>> begin

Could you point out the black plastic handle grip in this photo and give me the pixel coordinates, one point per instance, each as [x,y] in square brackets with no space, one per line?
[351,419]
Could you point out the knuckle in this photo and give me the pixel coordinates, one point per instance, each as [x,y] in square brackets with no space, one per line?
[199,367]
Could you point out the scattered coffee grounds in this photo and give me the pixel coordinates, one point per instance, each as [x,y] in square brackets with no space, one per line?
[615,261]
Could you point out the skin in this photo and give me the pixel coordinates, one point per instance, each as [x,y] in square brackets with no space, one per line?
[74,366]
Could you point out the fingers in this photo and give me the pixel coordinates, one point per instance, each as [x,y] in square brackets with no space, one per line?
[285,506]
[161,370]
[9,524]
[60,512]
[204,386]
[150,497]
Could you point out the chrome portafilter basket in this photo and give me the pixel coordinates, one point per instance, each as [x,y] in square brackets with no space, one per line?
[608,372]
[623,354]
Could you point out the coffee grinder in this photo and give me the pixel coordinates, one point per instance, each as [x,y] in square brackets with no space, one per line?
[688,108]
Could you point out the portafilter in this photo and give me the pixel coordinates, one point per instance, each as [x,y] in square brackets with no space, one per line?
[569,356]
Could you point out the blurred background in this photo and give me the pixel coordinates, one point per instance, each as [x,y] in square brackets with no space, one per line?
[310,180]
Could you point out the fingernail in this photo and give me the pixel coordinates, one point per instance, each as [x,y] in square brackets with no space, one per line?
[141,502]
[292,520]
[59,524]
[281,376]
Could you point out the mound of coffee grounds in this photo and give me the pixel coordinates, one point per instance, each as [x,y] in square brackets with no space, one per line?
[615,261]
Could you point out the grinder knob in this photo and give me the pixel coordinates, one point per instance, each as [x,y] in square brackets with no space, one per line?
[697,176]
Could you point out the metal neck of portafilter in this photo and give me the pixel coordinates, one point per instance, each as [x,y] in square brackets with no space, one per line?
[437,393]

>> end

- **Aim of the task**:
Copy every line again, requests included, from the line containing "Could you point out the mound" through the last line. Scale each coordinate in the answers by 2.05, rounding to whole numbers with halves going up.

- **Reply to the task**:
Could you point out the mound of coffee grounds in this photo and give me the pixel coordinates, one point per instance, each as [x,y] in square brackets with no space, one per line?
[1261,535]
Could you point out the grinder knob in this photo and give me the pixel coordinates, one point per instance, each as [x,y] in square brackets with no space, one per line?
[1429,361]
Could you point out the metal neck of portafilter in this photo and give me the pixel coordinates, one point per instance, each as [x,y] in square brackets with no space, one per line?
[896,806]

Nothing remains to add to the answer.